Eli Roth’s most controversial movie moments

Never one to shy away from controversy, Eli Roth movie Death Wish was accused of being an “alt-right fantasy” and “nakedly fascist” by critics & folks on Twitter. Obviously Roth was delighted with the negative buzz when the trailer dropped in May 2017, and even thanked his critics for helping to market the movie for him.

Starring Bruce Willis (Pulp Fiction), Vincent D’Onofrio (Full Metal Jacket), and Elizabeth Shue (Leaving Las Vegas), we’ll let you decide whether Roth’s remake of the Charles Bronson classic was worthy of the outrage it received. To keep you tide over until then, here are nine of Roth’s most controversial movie moments that prove the auteur loves to shock, horrify, and appall his audiences on a consistent basis.

Portrayal of indigenous tribes in The Green Inferno

Following a crew of college-age environmental activists who are eaten alive by an Amazon tribe, The Green Inferno was criticized by Survival International for reinforcing portrayals of indigenous people as savages. Roth dismissed the argument, claiming that “the idea that a fictional movie about a fictional tribe could somehow hurt indigenous people when gas companies are tearing these villages apart on a daily basis is simply absurd.”

Hostel’s choice of setting

Considering the movie’s subject matter – a pack of Eastern European locals seducing horny American boys so they can sell off their bodies as torture toys – it’s no surprise that Slovak & Czech officials were outraged by Hostel’s portrayal of their country. Depicting Slovakia and the Czech Republic as being poor, undeveloped, and uncultured lands full of ghastly, knife-happy criminals, officials feared Hostel would put off tourists booking future trips.

However, Roth saw things very differently: “Americans do not even know that this country exists. My film is not a geographical work but aims to show Americans’ ignorance of the world around them.”

A close shave in Cabin Fever

Simple but brutal, the Cabin Fever scene in which Karen (Jordan Ladd) begins to strip the flesh from her bones while shaving her legs is by far one of the most barf-worthy and uncomfortable scenes Roth has ever created. Although people didn’t take to the streets in protest, for those of us who feared the humble razor for years to follow, the controversy was indelibly personal.

The mysterious Lana Del Rey assault video

In late 2014, Roth was the subject of outrage after mysterious footage he’d filmed emerged depicting a simulation of musician Lana Del Rey being sexual assaulted by shock-rocker Marilyn Manson. The 27-second simulated scene was accompanied by some extremely tasteful balloons emblazoned with the word “rape”.

Roth waved off the controversy when the scrapped music video was brought up during an interview with Grantland. The director commented, “That was not something that’s supposed to be out there  — there’s nothing really to say about it.” Meanwhile Manson’s reps claimed it was never actually part of a music video or a specific Manson-related project.

###

_EXERCISE PROMPT_: Please extend the article above on Eli Roth's most controversial movie moments, picking up right after its final sentence.

_SOURCE MATERIAL_:
###

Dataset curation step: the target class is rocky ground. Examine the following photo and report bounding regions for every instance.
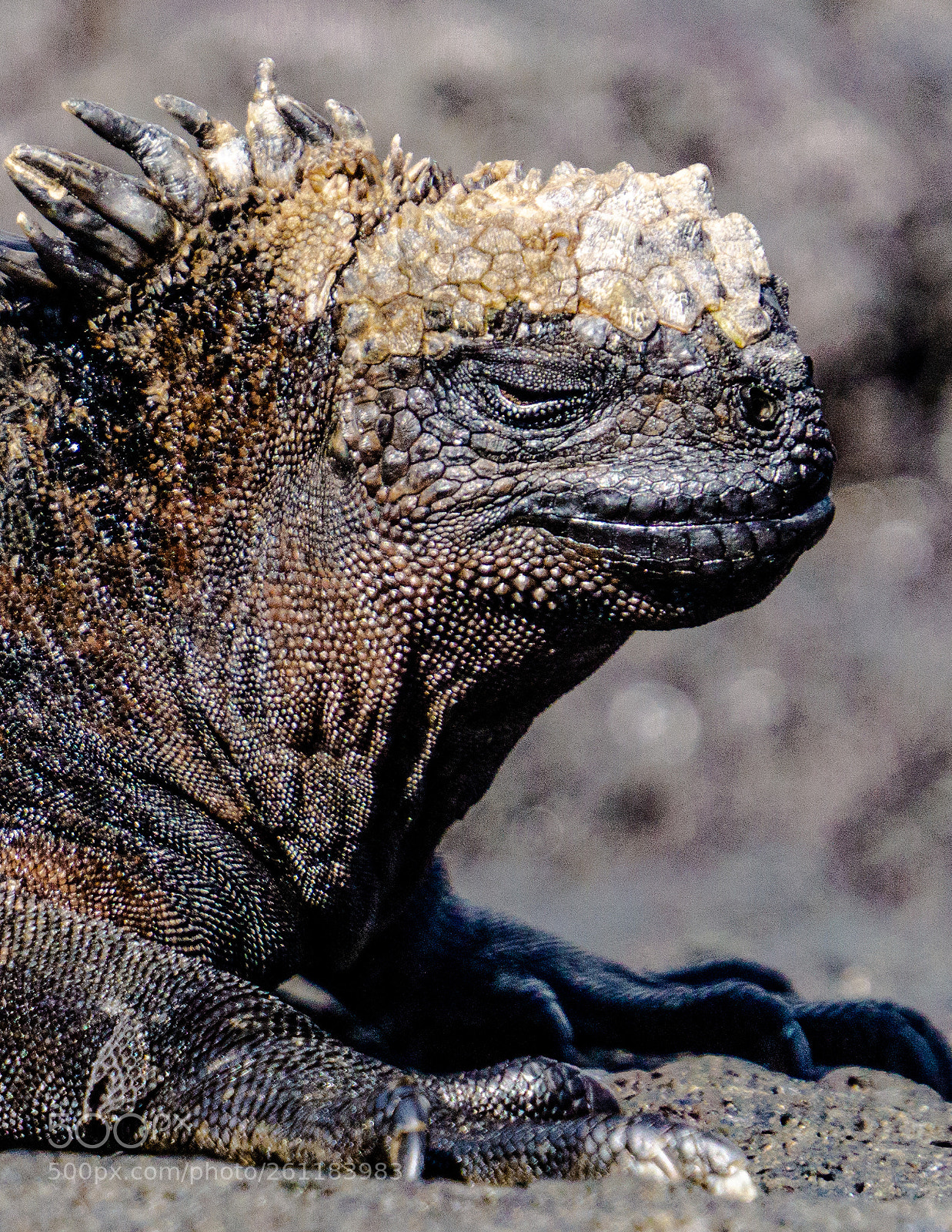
[0,0,952,1232]
[0,1057,952,1232]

###

_RESULT_:
The nauseating sex scene of 2001 Maniacs

Roth’s 2005 remake of Herschell Gordon Lewis’s 1964 splatter-flick Two Thousand Maniacs! is actually one of his least controversial efforts. However, audiences were pushed into a nauseous meltdown thanks to the movie’s most notorious scene. One of the murderers – a woman known as Milk Maiden, played by softcore porn star Christa Campbell – tricks token-nerd Nelson (Dylan Edrington) into thinking she wants to have sex with him.

But as they strip off their clothes and start getting hot & heavy, she forcibly shoves a hose down his throat. You think it’s just a grisly way to feed him moonshine until you realize (sweet mercy) it’s actually burning hot acid. Really gives a whole new meaning to a hot hookup.

Blood bath torture scene in Hostel: Part II

Around the mid-way mark of Hostel: Part II, Lorna (played by cult-icon Heather Matarazzo) is stripped naked, gagged, and then hung upside down from a ceiling while another naked woman slices her open with a scythe and writhes about ecstatically in her blood. Unsurprisingly, the movie was blasted for being misogynistic and for celebrating sexualized violence.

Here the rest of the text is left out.